[Objective]
Add -94 to every coordinate in the answers and give the lines again, requests included, for the part that opens with the line containing "Target: snow patch on mountain" and closes at the end of the records.

Records from a dataset
★ ★ ★ ★ ★

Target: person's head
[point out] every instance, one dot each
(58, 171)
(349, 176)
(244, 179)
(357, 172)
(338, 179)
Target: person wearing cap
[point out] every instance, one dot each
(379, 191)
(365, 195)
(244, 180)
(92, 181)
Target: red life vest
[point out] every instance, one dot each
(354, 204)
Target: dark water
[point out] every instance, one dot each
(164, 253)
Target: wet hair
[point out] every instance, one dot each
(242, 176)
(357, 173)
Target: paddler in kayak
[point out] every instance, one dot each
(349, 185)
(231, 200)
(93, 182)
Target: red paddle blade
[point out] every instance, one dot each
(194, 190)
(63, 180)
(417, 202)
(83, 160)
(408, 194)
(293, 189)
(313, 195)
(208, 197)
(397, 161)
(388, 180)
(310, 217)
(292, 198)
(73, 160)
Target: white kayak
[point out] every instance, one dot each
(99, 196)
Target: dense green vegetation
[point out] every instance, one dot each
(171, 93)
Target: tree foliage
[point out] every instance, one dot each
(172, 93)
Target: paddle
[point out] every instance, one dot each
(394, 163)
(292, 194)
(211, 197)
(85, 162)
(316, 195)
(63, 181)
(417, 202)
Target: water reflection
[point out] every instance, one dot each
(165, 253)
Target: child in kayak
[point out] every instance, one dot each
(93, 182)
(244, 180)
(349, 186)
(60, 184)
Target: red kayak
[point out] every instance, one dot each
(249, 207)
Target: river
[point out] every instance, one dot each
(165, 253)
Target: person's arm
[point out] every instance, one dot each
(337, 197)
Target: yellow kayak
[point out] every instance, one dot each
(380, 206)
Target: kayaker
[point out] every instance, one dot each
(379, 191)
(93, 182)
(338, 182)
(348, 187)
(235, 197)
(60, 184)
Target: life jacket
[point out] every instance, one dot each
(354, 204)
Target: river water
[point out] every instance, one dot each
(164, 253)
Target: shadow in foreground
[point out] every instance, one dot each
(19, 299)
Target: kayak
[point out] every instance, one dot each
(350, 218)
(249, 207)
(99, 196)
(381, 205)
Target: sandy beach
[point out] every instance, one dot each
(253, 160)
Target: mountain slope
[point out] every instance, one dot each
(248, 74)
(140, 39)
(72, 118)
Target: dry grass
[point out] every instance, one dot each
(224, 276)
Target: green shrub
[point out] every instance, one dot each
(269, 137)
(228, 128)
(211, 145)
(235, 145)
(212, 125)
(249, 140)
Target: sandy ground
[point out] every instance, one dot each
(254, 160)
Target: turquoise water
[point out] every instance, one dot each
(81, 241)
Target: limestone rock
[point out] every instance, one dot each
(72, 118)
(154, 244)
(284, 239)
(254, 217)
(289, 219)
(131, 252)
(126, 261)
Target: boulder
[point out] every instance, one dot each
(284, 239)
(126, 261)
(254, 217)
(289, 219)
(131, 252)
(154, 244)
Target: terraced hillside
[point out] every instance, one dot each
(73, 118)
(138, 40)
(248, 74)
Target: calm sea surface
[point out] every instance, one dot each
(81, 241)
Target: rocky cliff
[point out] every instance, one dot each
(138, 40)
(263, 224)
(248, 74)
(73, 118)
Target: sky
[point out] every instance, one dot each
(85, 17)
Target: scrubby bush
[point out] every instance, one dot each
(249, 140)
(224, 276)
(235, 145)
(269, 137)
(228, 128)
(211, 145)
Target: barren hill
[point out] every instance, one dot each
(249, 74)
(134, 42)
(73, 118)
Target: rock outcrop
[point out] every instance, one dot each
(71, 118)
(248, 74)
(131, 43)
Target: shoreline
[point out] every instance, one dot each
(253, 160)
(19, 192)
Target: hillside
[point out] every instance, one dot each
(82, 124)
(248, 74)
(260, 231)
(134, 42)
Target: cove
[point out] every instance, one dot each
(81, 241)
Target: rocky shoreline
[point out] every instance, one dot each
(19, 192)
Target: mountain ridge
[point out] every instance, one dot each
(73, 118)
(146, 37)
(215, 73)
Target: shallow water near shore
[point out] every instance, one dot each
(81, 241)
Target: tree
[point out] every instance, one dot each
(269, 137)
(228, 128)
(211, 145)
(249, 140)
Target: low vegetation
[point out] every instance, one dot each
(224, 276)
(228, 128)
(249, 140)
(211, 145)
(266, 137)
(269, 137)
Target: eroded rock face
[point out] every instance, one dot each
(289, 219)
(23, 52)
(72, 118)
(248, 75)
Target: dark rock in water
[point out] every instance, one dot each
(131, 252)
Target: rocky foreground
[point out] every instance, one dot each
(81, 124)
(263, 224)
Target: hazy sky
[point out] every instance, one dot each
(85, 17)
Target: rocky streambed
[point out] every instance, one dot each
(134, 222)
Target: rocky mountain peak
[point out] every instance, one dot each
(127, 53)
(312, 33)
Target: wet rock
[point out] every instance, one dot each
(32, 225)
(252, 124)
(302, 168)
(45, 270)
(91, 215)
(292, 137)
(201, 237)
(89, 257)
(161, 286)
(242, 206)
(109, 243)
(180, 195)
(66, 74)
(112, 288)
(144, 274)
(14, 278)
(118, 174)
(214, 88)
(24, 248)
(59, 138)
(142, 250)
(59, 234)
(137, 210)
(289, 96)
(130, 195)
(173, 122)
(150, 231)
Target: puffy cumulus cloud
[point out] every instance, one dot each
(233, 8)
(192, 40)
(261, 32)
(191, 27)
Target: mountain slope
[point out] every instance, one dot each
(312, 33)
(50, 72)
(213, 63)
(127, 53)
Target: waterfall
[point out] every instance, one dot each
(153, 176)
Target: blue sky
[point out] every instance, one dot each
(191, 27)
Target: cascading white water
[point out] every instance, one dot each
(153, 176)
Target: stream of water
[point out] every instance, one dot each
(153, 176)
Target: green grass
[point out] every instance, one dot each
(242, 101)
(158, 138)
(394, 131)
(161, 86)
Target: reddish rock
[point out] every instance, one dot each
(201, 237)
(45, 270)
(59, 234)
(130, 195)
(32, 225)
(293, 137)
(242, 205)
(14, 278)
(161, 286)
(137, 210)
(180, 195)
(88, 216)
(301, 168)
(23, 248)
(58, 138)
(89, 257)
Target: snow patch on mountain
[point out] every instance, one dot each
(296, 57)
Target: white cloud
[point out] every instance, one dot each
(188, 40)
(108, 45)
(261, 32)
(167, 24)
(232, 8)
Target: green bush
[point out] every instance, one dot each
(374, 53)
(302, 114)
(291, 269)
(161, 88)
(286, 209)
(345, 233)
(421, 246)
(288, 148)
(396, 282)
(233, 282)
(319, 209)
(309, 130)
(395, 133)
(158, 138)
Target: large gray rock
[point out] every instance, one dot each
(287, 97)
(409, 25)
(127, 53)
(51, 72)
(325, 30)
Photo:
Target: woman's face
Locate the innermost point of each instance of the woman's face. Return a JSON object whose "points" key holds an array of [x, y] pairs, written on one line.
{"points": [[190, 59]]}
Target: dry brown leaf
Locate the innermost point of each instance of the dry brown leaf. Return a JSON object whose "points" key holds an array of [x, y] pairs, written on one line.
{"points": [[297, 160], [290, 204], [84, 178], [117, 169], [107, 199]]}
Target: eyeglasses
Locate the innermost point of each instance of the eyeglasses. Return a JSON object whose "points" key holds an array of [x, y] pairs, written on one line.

★ ★ ★ ★ ★

[Exercise answer]
Target: snow patch on mountain
[point out] every instance, one dot each
(202, -37)
Target: white cloud
[point out] every instance, one dot each
(94, -54)
(14, -49)
(167, -62)
(73, -70)
(138, -86)
Target: green bush
[point out] every instance, one dot each
(280, -41)
(208, 20)
(197, 175)
(67, -6)
(192, 115)
(251, 139)
(327, 152)
(194, 54)
(302, 188)
(139, 188)
(225, 115)
(215, 36)
(301, 39)
(64, 44)
Target: large gray rock
[point out] every instance, one dot each
(193, 3)
(315, -69)
(33, -41)
(-43, -22)
(231, -64)
Photo:
Target: woman's face
Locate the innermost point of each instance of the woman's face. Return a JSON object whose "points" key holds an array of [x, y] pairs, written on one line.
{"points": [[96, -35]]}
Target: dry brown leaf
Locate the innermost point of each instance of the dry brown leaf. Return a JSON object whose "points" key holds an array of [x, y] pairs, written on one line.
{"points": [[203, 66], [196, 110], [-10, 84], [23, 75], [13, 105]]}
Target: eyeglasses
Locate the innermost point of each instance of the eyeglasses. Return a JSON object whose "points" key holds an array of [x, y] pairs, written on one line.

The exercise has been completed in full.